● LIST OF TASKS
1 – In the C-Test passage, what is the minimum number of items that Klein-Braley and Raatz say a C-Test should contain?
2 – Write out the part of the C-Test passage between "The previous research" and "the native test-takers.", inclusive, word for word.

Some other studies report problems in using the C-Test in measuring the proficiency in the target language. For example, the C-Test does not assess language abilities beyond the sentence level (Cohen, Segal, & Weiss, 1984; Sigott & Köberl, 1993), and seems to measure the intelligence quotient (IQ) or spelling ability rather than general language skills (Jafapur, 1995). Some C-Test items, especially the functional words, were reported to have low discrimination power (Cleary, 1988; Jafapur, 1999; Wolter, 2002) and lack of validity (Bradshaw, 1990; Grotjahn, 1986; Jafapur, 1995). Dörnyei and Katona (1992) add that the C-Test is too difficult for EFL secondary students at the secondary level. Consequently, Klein-Braley and Raatz (1984) proposed the following criteria to make the C-Test more reliable and valid in measuring the target language proficiency: (1) the C-Test should contain at least 100 items; (2) the deletion rate and the starting points should be fixed; (3) only exact-word scoring should be employed; (4) the C-Test should contain various passages; (5) native speakers should get a perfect score on the C-Test; and (6) the words affected by the deletion should be a representative sample of the test (p.136).

The previous research on the C-Test focuses on its validation and its measurement of the target language, such as English. In the original study of the C-Test, Raatz & Klein-Braley (1981) examined the use of English and German C-Tests to find out whether the C-Test could be an alternative in assessing the target language. The subjects of the study were divided into two groups. The first group was composed of English native speakers, English-native-speaking schoolchildren, and non-native speakers of English. These students were requested to take the English C-Test. The second group taking the German C-Test consisted of German-native speakers, non-native speakers of German, and German-native-speaking schoolchildren at the third grade level. The results showed that the C-Test had great reliability and validity in assessing the target language of the non-native and the native test-takers.

Collected data
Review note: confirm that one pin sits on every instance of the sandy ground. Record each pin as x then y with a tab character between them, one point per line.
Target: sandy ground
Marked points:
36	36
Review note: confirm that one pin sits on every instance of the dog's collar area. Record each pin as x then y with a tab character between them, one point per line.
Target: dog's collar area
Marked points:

● THE RESULTS
1 – At least 100 items.

2 –
The previous research on the C-Test focuses on its validation and its measurement of the target language, such as English. In the original study of the C-Test, Raatz & Klein-Braley (1981) examined the use of English and German C-Tests to find out whether the C-Test could be an alternative in assessing the target language. The subjects of the study were divided into two groups. The first group was composed of English native speakers, English-native-speaking schoolchildren, and non-native speakers of English. These students were requested to take the English C-Test. The second group taking the German C-Test consisted of German-native speakers, non-native speakers of German, and German-native-speaking schoolchildren at the third grade level. The results showed that the C-Test had great reliability and validity in assessing the target language of the non-native and the native test-takers.